* Begin *

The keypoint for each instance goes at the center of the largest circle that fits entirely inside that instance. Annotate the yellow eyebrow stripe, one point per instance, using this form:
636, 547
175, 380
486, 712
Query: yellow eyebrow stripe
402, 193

* End *
* Begin *

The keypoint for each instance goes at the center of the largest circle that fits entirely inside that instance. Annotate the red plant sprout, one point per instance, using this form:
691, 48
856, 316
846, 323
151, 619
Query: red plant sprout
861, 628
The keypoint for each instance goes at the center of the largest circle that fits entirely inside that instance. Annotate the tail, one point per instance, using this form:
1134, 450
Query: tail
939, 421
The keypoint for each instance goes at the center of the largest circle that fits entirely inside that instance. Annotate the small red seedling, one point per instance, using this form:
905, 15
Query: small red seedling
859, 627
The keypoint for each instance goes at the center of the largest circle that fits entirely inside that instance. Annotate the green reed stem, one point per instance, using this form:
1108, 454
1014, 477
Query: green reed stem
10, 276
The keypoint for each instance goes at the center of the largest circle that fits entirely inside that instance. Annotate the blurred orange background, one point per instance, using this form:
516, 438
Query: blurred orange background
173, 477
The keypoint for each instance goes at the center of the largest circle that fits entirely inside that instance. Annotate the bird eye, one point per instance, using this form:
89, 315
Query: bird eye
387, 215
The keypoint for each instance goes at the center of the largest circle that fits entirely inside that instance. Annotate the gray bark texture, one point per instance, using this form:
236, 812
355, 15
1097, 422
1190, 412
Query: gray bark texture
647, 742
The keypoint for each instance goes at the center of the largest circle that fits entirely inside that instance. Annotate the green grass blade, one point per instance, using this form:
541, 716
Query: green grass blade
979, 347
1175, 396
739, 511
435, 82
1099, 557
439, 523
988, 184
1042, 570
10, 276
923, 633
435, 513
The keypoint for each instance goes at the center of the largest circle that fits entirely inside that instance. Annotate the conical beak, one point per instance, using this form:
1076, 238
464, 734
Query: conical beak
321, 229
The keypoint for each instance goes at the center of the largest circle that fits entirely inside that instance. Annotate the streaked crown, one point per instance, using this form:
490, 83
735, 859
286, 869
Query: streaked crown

* End *
* Begin *

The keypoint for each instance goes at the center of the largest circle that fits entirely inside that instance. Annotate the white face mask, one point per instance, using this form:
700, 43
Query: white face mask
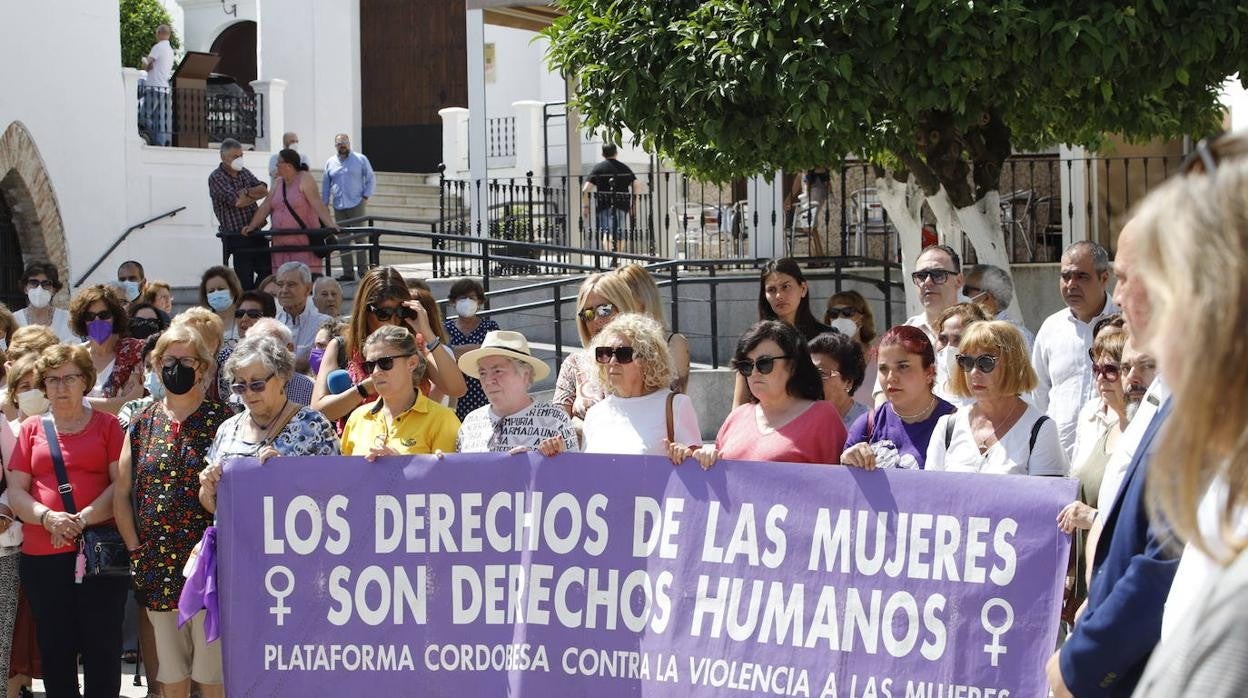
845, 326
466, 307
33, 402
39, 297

* End *

Aim: Collect each line of the records above that contains the string "streaked". Case counts.

Result of this task:
The keypoint for each instance goes at the center of the largest circle that fits entirely inside that instance. Annotate the streaked crown, one point per instance, using this form:
Query: streaked crown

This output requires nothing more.